START Given passage
HERA’s answer is: a system that turns execution traces into structured coordination knowledge.
The orchestrator learns by comparing trajectories, not by admiring its own answer
The first mechanism is structure-level policy optimization. HERA samples a group of candidate agent sequences for a query. Each sequence is executed. The resulting trajectories are ranked first by task performance, such as F1, and then by efficiency, measured by total input and output tokens consumed across the agents.
Then comes the key step: the orchestrator is asked to explain why successful trajectories worked and failed trajectories did not. The paper describes these explanations as group-relative semantic advantages. In plainer language, HERA replaces a numeric gradient with a structured verbal diagnosis.
That sounds softer than reinforcement learning, but for multi-agent RAG it may be more useful. A scalar reward can say that one trajectory was better. It does not naturally say that the evidence selector should have been placed before the answer generator, or that comparison questions benefit from parallel retrieval followed by serial aggregation. HERA’s reflective comparison can encode such operational patterns directly.
The paper is careful about the comparison condition: insight extraction focuses on groups that contain both successful and failed trajectories. That is not a cosmetic detail. If all sampled workflows succeed, the system learns little about what was necessary. If all fail, it learns little about what works. Mixed groups create contrast, and contrast creates diagnosis.
END Given passage
**Activity**: Transcribe the stretch of the passage on HERA's orchestrator from "The paper is" through "contrast creates diagnosis.".
START Material supplied
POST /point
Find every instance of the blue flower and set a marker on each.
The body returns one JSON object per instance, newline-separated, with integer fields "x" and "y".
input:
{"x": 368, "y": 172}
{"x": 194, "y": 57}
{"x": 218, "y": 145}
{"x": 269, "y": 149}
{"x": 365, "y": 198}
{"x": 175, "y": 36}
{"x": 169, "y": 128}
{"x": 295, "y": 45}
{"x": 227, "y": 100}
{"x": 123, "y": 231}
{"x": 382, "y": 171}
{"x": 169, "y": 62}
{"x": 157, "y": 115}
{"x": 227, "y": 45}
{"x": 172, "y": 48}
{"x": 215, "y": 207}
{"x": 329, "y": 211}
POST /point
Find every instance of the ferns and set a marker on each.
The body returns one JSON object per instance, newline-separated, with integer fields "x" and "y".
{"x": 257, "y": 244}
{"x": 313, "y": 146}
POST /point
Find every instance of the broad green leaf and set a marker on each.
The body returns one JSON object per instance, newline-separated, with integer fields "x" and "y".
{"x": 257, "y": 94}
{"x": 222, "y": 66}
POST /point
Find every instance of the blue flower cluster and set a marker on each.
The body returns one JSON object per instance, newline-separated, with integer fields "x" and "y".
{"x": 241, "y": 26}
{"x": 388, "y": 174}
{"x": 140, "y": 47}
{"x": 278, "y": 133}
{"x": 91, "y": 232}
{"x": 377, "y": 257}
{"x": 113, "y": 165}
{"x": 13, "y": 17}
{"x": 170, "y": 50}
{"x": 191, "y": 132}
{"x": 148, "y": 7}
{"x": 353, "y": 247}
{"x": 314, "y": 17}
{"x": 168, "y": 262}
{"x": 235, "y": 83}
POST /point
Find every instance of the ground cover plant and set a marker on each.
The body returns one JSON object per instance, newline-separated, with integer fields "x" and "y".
END Material supplied
**Solved problem**:
The paper is careful about the comparison condition: insight extraction focuses on groups that contain both successful and failed trajectories. That is not a cosmetic detail. If all sampled workflows succeed, the system learns little about what was necessary. If all fail, it learns little about what works. Mixed groups create contrast, and contrast creates diagnosis.